- [Exercise data]
* * * * * * * * *
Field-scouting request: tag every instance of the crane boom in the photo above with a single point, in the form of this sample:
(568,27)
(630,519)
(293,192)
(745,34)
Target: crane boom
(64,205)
* * * * * * * * *
- [Work instructions] Exact copy required. Retype all of the entries word for word.

- [Written solution]
Field-scouting request: tag every instance of the crane boom in the photo above with a single point, in the form of this sample:
(568,27)
(630,519)
(293,192)
(745,34)
Target: crane boom
(64,205)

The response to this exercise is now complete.